• Work instructions:
**a)** Translate this sentence from the LLAMA graph analytics page into Spanish: "LLAMA is a graph storage and analysis system that supports mutability and out-of-memory execution built on top of the compressed sparse row (CSR) representation."
**b)** How many lines of the records contain the string "pollen"? Reply with the number only.

• Text to read:
━━━
GitHub - goatdb/llama: LLAMA Graph Analytics Engine

Branches Tags
Name		Name	Last commit message	Last commit date
Latest commit History 27 Commits
benchmark		benchmark
examples		examples
llama/include		llama/include
tests		tests
tools		tools
utils		utils
.gitignore		.gitignore
LICENSE		LICENSE
Makefile		Makefile
README.txt		README.txt
Repository files navigation

  LLAMA
=========


 0. Introduction
-----------------

LLAMA is a graph storage and analysis system that supports mutability and
out-of-memory execution built on top of the compressed sparse row (CSR)
representation. Its goal is to perform comparably to immutable main-memory
analysis systems for graphs that fit in memory and to match or outperform
existing out-of-memory analysis systems for graphs that exceed main memory.

Relevant publications:
  * Peter Macko, Virendra Marathe, Daniel Margo, and Margo Seltzer. "LLAMA:
    Efficient Graph Analytics Using Large Multiversioned Arrays." 31st IEEE
    International Conference on Data Engineering (ICDE '15), Seoul, Korea,
    April 2015.
  * Peter Macko. "LLAMA: A Persistent, Mutable Representation for Graphs."
    PhD Dissertation. Harvard University, Cambridge, MA, January 2015.


 1. Configuring and Building LLAMA
-----------------------------------

Prerequisites:
  - Linux or NetBSD
  - GCC 4.4 or newer (4.8 or newer recommended)
  - gperftools (recommended)

LLAMA comes in four different flavors, which you can choose at the compile-time
by defining an appropriate preprocessor directive:
  * LL_MEMORY_ONLY - an in-memory version of LLAMA
  * LL_PERSISTENCE - a persistent version of LLAMA
  * LL_SLCSR - traditional (single-snapshot) CSR

You can also define the following directives:
  * LL_DELETIONS - enable deletion vector (required to support deletions in the
    write-optimized graph store and also required for multiversioned sliding
    windows)
  * LL_FLAT_VT - a multiversioned flat vertex table (disable COW)
  * LL_ONE_VT - a single shared flat vertex table

The benchmark suite bypasses the write-optimized store by default, but you can
change that by defining:
  * BENCHMARK_WRITABLE - use the write-optimized store in the benchmark 

The Makefile has several defined targets for these configurations; the most
useful targets are:
  * benchmark-memory - uses an in-memory version of LLAMA
  * benchmark-persistent - uses a persistent version of LLAMA 
  * benchmark-slcsr - uses the single-snapshot (single-level) version of LLAMA
  * benchmark-memory-wd - uses the in-memory version with a deletion vector
  * benchmark-persistent-wd - uses the persistent version with a deletion
    vector (currently broken)
━━━
• Task data:
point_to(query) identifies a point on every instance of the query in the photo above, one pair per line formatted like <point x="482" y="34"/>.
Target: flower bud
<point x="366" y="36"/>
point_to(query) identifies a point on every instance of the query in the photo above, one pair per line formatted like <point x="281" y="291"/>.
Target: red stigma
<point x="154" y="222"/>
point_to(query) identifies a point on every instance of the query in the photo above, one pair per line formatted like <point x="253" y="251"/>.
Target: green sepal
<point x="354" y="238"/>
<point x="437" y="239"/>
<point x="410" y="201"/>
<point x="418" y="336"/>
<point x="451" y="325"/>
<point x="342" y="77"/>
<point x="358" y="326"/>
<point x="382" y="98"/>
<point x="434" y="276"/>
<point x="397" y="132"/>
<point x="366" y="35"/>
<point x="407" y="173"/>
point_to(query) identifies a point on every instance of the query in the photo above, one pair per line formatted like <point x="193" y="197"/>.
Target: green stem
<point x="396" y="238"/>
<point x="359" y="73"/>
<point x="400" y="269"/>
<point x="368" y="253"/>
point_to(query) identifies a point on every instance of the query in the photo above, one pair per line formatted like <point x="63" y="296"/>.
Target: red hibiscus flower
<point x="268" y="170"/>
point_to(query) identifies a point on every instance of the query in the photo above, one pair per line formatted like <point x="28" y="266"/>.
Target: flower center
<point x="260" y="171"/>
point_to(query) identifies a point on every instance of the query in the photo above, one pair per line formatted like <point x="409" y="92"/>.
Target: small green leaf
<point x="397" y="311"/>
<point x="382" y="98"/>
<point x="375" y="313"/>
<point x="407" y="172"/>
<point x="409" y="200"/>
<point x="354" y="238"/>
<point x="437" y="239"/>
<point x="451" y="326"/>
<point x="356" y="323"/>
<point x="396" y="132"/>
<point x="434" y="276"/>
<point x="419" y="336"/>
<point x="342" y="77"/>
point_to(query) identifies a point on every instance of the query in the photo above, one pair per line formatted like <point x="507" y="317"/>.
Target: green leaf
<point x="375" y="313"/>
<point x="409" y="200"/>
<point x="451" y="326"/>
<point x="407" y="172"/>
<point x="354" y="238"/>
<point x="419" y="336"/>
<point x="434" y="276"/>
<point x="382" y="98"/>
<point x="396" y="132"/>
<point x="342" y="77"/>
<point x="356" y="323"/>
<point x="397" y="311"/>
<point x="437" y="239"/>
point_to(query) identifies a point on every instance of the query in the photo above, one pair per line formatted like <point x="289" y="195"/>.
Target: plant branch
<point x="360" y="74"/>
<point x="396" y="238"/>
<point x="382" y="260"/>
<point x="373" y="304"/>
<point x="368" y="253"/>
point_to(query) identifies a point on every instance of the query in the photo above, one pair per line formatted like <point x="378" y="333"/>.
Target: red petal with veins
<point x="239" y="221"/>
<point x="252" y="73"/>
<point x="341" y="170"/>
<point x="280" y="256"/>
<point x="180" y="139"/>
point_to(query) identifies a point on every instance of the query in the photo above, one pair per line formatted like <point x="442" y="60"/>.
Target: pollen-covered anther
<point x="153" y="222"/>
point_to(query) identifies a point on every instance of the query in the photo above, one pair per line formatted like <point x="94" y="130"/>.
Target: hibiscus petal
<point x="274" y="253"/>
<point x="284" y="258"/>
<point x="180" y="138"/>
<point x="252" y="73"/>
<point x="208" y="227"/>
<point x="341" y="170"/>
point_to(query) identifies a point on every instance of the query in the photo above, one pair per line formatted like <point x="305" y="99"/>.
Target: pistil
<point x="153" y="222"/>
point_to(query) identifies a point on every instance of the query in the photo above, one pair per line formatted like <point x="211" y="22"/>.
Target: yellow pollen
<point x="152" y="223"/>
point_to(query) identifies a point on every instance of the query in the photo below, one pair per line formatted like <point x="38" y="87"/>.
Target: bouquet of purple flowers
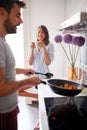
<point x="74" y="43"/>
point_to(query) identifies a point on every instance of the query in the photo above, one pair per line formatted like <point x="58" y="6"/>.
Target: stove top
<point x="80" y="107"/>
━━━
• Responses in order:
**a)** LLAMA es un sistema de almacenamiento y análisis de grafos que admite la mutabilidad y la ejecución fuera de memoria, construido sobre la representación de fila dispersa comprimida (CSR).

**b)** 2